**Instrucciones de trabajo**:
[A] ¿Podrías resumir en dos oraciones el texto sobre la versión de Oldboy dirigida por Spike Lee?
[B] ¿Puedes continuar el texto sobre la versión de Oldboy dirigida por Spike Lee a partir de su última oración?

**Fragmento del texto**:
★ ★ ★
Hace ya bastante tiempo escuchábamos la noticia de que se estaba jugando con la posibilidad de adaptar la película coreana Oldboy, 2003. Todos los amantes de este clásico oriental, entre los que nos incluimos, afrontamos el rumor, primero con temor a un desastre de magnitudes épicas y posteriormente con sorpresa y curiosidad al conocer el nombre del director que llevaría a cabo el proyecto, Spike Lee. Lo primero que se nos vino a la cabeza fue una idea tan excéntrica como atractiva, ya que, siendo Lee uno de los mayores representantes del movimiento nacionalista afroamericano, fiel defensor de los derechos de los negros y conociendo la incomodidad que siempre ha manifestado con respecto a los modos de representación del cine estadounidense, era de esperar que nos fuera a deleitar con un Oldboy al más puro estilo Ghetto Stories, con un protagonista que, como Mookie en Haz lo que debas, 1989, deambulara a ritmo de Public Enemy por los suburbios de Brooklyn en busca de venganza. Desgraciadamente Hollywood está muy lejos de ese mundo utópico, y lo único que ha sobrevivido a ese sueño ha sido Samuel L. Jackson en el papel de Chaney, un personaje que, por sí solo, nos da una idea de lo original y acertado que podría haber sido este supuesto “Brotherhood Oldboy” pero, en conjunto, se ha quedado tan solo en su lucha contra los tópicos y clichés que al final termina perdido y fuera de lugar.
Basado en un manga homónimo creado por el guionista Garon Tsuchiya y el dibujante Nobuaki Minegishi, cuenta la historia de Shinichi Gota (Joe Doucett en el filme), un hombre que ha sido secuestrado y encarcelado en una habitación con la única compañía de un televisor, gracias al cual se entera de que es el único sospechoso del asesinato de su prometida (en la película es su mujer), con la que iba a casarse al día siguiente del secuestro. Devastado por la noticia, el protagonista sufrirá su reclusión divagando sobre los posibles sospechosos de semejante crueldad. Diez años después del suceso (15 años en la primera adaptación y 20 años en la que nos ocupa), es puesto en libertad, comenzando en ese momento una violenta búsqueda del responsable.
★ ★ ★
**Material**:
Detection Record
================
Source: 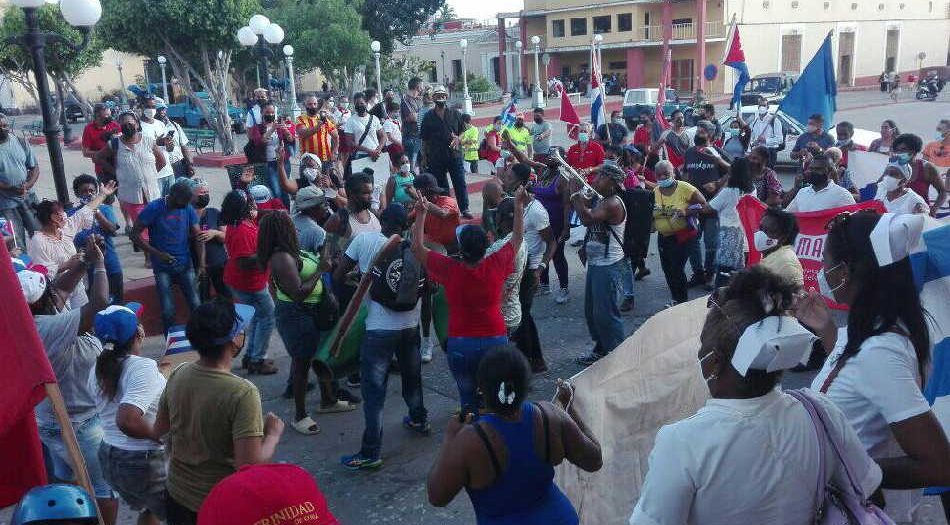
★ ★ ★
**Respuestas del ejercicio**:
[A] La noticia de que Spike Lee adaptaría el clásico coreano Oldboy (2003) provocó primero temor y luego sorpresa y curiosidad, pues se esperaba una versión marcada por su defensa de los derechos de los negros, pero de esa idea solo sobrevivió el Chaney de Samuel L. Jackson, un personaje que termina perdido y fuera de lugar. Basada en un manga de Garon Tsuchiya y Nobuaki Minegishi, la historia sigue a un hombre secuestrado y encerrado con un televisor, por el que se entera de que es el único sospechoso del asesinato de su prometida (su mujer en la película), y que, al ser liberado años después, emprende una violenta búsqueda del responsable.

[B]
Park Chan-wook adaptó la historia en 2003, integrándola en su particular trilogía de la venganza formada por obras que, aun compartiendo una temática común, eran totalmente diferentes entre sí. Si en Simpathy for Mr. Vengeance, 2002, la primera de las entregas, se mostraba la venganza desde un desafortunado punto de vista, perpetrada contra un hombre que debería ser el ejecutor y no el objetivo de la misma; y en Simpathy for Lady vengeance, 2005, la tercera y última de las entregas, se explica el largo proceso y sacrificio que se requiere para llevar a cabo un acto tan maquiavélico y sanguinario; Oldboy, que se sitúa entre el Sr. y la Sra. Venganza, es un retorcido estudio sobre los límites de una persona a la hora de proceder con su rencoroso plan de maldad con el único fin de arruinar la vida de su enemigo.
Innecesario remake el que plantea Lee que, pese a contar con un poderoso reparto liderado por un gran Josh Brolin, que consigue trenzar una actuación llena de fuerza, y secundado por la joven estrella emergente Elizabeth Olsen, no logra crear el suficiente atractivo visual para que la película resulte original, por lo que al final, termina perdiendo la partida por goleada frente su predecesora. Bien habría que recalcar en este punto el calificativo innecesario, ya que la película no resulta censurable en cuanto a calidad se refiere. El mayor problema ha sido el guion, un libreto a cargo de Mark Protosevich que dista muy poco con respecto a la magnánima obra de Chan-wook, por lo que al no aportar nada nuevo, la historia se queda a expensas de una despiadada comparación que no soporta. Al margen de esa odiosa pero inevitable comparación, el director realiza una apuesta muy arriesgada, adaptar una de las cintas de culto más valoradas de los últimos tiempos que, pese a sus carencias argumentativas y con la ayuda del veterano director de fotografía Sean Bobbit, crea una ambientación muy trabajada con un gran repertorio de encuadres que aporta el dinamismo y la claustrofobia que se requieren en cada momento.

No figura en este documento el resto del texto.